§ **SUPPLIED TEXT**
Is it possible to get the RPM from you, or if you know of a good work around, I'd appreciate it.

Thx

-Mike


> Date: Wed, 3 Mar 2010 15:19:58 -0800
> From: apurtell@apache.org
> Subject: Re: Trying to understand HBase/ZooKeeper Logs
> To: hbase-user@hadoop.apache.org
> CC: chad@cloudera.com
> 
> I built the HBase RPMs for Cloudera. Just for future reference if someone needs patched
> versions of those RPMs, it's easy enough for me to spin them for you. Just drop me a
> note.
> 
> And/or you may want to send a note to Cloudera explaining your needs.
> 
> I put together a version of Cloudera-ized HBase with HBASE-2174 and HBASE-2180 applied
> and put it here: 
> 
>     https://hbase.s3.amazonaws.com/cdh/hbase-0.20-0.20.3-2.cloudera.src.rpm
> 
> Seems like a generally useful thing. To use:
> 
>    % rpm -Uvh hbase-0.20-0.20.3-2.cloudera.src.rpm
>    % cd /usr/src/redhat/SPECS
>    % rpmbuild -bb --target noarch hbase.spec
> 
> and install or update using the resulting HBase binary RPMs in /usr/src/redhat/RPMS/noarch.

§ **GOAL A**
Identify every row below that contains the string "breakwater", treating uppercase and lowercase letters as distinct, and copy each such row in full.

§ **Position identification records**
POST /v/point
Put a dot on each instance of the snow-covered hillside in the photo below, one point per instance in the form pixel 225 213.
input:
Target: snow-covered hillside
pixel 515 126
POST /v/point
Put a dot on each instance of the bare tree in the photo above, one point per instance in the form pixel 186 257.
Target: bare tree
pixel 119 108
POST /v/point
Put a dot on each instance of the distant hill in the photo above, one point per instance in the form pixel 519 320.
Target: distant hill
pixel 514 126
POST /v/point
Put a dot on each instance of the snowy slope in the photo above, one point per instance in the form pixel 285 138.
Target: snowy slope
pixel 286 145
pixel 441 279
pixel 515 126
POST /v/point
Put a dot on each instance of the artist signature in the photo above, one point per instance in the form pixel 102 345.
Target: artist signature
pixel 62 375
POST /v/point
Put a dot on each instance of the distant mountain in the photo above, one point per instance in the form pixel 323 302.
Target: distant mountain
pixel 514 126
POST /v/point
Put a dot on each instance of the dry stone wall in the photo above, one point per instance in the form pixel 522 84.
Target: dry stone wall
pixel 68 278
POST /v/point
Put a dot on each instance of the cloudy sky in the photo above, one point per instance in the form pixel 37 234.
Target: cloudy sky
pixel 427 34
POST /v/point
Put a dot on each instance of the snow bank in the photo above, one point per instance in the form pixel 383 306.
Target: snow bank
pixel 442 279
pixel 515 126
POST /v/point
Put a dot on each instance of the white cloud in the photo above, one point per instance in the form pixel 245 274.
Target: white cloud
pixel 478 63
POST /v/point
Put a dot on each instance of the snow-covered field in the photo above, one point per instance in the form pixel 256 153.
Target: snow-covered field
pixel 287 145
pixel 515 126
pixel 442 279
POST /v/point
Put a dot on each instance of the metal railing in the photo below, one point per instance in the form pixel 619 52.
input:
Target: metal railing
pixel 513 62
==
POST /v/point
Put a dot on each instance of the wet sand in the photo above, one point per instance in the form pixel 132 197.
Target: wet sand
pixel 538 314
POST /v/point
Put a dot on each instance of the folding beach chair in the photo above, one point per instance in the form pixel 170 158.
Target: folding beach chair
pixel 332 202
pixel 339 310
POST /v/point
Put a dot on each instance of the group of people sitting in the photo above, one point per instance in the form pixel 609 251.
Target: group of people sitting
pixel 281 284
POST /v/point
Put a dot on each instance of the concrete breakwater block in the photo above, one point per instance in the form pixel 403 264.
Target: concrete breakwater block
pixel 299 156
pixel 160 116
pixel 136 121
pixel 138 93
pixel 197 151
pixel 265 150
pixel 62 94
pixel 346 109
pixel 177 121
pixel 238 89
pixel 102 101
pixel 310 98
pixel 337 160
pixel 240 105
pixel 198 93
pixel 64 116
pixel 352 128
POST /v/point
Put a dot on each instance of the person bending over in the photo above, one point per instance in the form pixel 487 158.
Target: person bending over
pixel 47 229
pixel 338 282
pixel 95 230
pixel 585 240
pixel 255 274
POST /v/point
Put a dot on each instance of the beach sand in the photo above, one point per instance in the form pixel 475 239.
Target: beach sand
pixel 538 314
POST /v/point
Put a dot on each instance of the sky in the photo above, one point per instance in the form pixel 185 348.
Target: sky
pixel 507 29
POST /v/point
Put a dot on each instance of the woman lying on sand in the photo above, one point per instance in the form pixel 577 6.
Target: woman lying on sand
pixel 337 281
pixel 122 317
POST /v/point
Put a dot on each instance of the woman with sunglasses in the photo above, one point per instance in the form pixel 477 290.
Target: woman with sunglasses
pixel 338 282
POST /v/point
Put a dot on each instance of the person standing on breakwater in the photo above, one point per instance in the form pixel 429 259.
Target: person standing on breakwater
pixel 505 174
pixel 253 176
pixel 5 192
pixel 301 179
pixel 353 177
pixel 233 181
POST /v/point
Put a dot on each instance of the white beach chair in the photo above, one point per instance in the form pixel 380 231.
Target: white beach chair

§ **GOAL B**
Condense the paragraph beginning "I built the HBase RPMs for Cloudera" in the HBase mailing-list excerpt into a single sentence that keeps its main facts.

§ **RESULT A**
Put a dot on each instance of the concrete breakwater block in the photo above, one point per instance in the form pixel 403 264.
Target: concrete breakwater block
Put a dot on each instance of the person standing on breakwater in the photo above, one point per instance in the form pixel 429 259.
Target: person standing on breakwater

§ **RESULT B**
The writer built the HBase RPMs for Cloudera and can easily produce patched versions of them for anyone who sends a note.